Request
Reproduce all of the material below verbatim, changing no character.

Data shown
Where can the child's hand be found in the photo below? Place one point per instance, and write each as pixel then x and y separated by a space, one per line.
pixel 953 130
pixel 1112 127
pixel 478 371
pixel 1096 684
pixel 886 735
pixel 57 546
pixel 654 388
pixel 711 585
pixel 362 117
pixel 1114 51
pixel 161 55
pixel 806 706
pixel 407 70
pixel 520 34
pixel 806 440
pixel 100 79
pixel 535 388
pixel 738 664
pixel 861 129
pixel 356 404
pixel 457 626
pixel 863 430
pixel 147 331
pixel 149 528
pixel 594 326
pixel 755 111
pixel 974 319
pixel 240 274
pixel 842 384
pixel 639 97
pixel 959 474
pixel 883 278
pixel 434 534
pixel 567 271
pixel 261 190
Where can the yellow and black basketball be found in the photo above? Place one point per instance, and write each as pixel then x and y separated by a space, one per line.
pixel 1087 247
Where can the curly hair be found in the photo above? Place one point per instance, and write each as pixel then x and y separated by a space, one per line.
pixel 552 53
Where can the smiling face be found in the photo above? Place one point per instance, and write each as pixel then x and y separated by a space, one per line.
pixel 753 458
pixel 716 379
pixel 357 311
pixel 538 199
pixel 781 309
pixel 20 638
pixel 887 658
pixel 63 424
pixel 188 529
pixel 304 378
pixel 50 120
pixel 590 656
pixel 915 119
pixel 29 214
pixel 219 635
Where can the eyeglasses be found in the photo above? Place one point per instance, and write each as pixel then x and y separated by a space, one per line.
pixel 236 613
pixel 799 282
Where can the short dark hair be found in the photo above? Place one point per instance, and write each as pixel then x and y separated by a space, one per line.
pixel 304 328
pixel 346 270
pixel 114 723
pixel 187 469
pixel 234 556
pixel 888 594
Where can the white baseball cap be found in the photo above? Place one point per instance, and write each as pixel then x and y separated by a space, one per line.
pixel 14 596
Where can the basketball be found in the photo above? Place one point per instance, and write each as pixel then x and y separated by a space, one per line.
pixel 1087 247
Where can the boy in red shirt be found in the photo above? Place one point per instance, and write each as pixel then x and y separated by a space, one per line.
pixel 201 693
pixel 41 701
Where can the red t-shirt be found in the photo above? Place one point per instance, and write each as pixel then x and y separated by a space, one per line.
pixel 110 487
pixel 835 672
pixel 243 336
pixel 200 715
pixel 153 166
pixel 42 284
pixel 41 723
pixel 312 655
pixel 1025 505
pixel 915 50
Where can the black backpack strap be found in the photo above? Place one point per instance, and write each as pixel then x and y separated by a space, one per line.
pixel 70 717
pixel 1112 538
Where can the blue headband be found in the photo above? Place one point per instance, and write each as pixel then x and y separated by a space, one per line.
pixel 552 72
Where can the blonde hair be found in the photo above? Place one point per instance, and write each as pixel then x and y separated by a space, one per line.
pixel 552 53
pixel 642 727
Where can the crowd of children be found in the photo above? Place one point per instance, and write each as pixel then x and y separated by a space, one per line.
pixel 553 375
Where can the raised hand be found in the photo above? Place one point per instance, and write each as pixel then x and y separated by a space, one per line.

Reply
Where can the child's hand be found in the photo below? Place one point per instance, and write each as pixel then x and y separated by a space, one per line.
pixel 953 130
pixel 1112 127
pixel 478 371
pixel 1096 684
pixel 886 735
pixel 57 546
pixel 654 388
pixel 711 585
pixel 362 117
pixel 1114 51
pixel 161 55
pixel 806 706
pixel 407 70
pixel 520 34
pixel 806 440
pixel 100 79
pixel 535 388
pixel 738 664
pixel 861 129
pixel 356 404
pixel 457 626
pixel 863 430
pixel 147 331
pixel 149 528
pixel 594 326
pixel 755 111
pixel 974 319
pixel 240 274
pixel 842 384
pixel 639 97
pixel 959 474
pixel 883 278
pixel 434 534
pixel 567 271
pixel 261 190
Where can the yellow and black basketball be found in the photo above? Place one point per instance, and write each as pixel then x and y separated by a space, one per line.
pixel 1087 247
Where can the curly hair be found in the photo above? Place one point per instance, and write each as pixel then x and y separated by a space, one per line.
pixel 552 53
Where can the smiling face be found in the photo above? Place one point per instance, and write each as pixel then x and y separated by a space, one per line.
pixel 753 458
pixel 716 379
pixel 357 311
pixel 538 199
pixel 781 309
pixel 20 638
pixel 887 658
pixel 63 424
pixel 188 529
pixel 304 378
pixel 50 120
pixel 590 656
pixel 915 119
pixel 29 214
pixel 219 635
Where can the eyeglasses be found in the photo above? Place one point per instance, and write each as pixel then x and y separated by a space, one per line.
pixel 236 613
pixel 799 282
Where can the short dark hair be found in the photo above? Place one point per instance, and write each as pixel then x and y separated by a space, one per line.
pixel 304 328
pixel 346 270
pixel 114 723
pixel 187 469
pixel 234 556
pixel 888 594
Where can the white baseball cap be found in the photo above? Place one point per instance, and write each as pixel then x and y separated by a space, one per line.
pixel 14 596
Where can the basketball be found in the photo above? Place one point per instance, and write each as pixel then x and y separated by a space, one per line.
pixel 1087 247
Where can the boy in red shirt be found in the photo above? Place one point per instance, and write each as pixel then x and y separated by a space, one per line.
pixel 201 693
pixel 41 701
Where can the red t-shirt be found in the photo above? Place one point per instance, and write each as pixel then x and y separated by a space, one per line.
pixel 110 487
pixel 835 672
pixel 243 336
pixel 200 715
pixel 153 166
pixel 42 284
pixel 41 723
pixel 312 655
pixel 1025 505
pixel 915 50
Where can the black backpack strap be found in the photo above? Place one point per instance, and write each as pixel then x and y separated by a space, one per line.
pixel 70 717
pixel 1112 538
Where can the blue headband be found in the photo above? Place one point per instance, and write each as pixel then x and y separated by a space, one per line.
pixel 552 72
Where can the blonde hair be found in the photo above? Place one point per instance, and write each as pixel then x and y separated by a space, one per line.
pixel 552 53
pixel 642 727
Where can the crowd of children be found in the photo above? Place one point per instance, and write each as pixel then x and y separated by a space, one per line.
pixel 553 375
Where can the raised hand be found in the photo above? Place one point per instance, and write each as pixel then x and y separated by a space, one per line.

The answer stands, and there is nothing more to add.